__YOUR ASSIGNMENT__: Read through the data, and wherever a line holds the word "white", write that line out.

__TASK DATA__:
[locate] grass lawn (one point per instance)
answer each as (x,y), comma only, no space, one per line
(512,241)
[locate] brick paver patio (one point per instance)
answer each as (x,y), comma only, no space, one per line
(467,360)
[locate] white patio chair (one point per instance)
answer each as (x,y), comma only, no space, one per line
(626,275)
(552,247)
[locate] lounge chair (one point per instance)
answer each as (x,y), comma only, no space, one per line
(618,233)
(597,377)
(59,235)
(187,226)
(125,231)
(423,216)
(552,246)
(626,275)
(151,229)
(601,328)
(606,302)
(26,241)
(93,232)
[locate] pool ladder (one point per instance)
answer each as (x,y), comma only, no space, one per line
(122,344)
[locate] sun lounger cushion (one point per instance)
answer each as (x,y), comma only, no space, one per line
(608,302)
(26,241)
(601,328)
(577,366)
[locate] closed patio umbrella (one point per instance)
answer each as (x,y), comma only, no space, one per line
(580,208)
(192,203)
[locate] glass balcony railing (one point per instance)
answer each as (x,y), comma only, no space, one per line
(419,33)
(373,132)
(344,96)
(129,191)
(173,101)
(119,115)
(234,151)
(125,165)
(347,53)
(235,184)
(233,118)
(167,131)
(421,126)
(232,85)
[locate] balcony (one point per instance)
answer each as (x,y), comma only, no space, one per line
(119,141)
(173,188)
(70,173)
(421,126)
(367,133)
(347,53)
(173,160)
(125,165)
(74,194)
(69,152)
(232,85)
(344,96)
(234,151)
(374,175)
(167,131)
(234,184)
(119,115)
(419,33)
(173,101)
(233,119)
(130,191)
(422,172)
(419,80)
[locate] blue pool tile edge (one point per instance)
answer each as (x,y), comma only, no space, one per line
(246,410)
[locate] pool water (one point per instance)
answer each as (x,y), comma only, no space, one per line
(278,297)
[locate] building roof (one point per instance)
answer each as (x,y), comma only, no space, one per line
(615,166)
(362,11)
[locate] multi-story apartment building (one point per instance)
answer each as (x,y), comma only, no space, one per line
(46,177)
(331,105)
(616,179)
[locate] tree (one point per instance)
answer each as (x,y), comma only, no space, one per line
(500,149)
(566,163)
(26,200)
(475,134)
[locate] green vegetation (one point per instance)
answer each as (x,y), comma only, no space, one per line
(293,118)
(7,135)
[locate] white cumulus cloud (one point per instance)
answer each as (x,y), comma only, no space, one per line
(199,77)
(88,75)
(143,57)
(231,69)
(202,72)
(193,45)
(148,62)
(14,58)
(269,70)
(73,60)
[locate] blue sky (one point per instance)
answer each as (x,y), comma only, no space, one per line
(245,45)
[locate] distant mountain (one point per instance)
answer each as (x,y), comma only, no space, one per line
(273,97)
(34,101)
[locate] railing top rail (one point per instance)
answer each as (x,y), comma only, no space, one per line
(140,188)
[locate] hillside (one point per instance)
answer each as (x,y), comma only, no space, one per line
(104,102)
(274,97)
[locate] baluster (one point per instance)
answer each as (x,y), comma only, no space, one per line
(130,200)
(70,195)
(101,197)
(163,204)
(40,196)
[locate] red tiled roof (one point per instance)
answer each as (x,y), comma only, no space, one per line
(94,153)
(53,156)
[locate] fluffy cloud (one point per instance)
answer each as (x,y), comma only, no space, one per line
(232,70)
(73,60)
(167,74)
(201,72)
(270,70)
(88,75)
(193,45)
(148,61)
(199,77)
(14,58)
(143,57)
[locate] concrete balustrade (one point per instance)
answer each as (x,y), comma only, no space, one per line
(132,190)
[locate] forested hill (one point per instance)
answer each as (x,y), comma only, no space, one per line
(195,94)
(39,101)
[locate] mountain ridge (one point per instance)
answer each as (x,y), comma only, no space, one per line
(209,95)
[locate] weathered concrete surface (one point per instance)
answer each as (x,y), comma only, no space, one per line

__RESPONSE TO THIS TASK__:
[locate] white patio chair (one point per instance)
[locate] white cumulus cloud (one point per instance)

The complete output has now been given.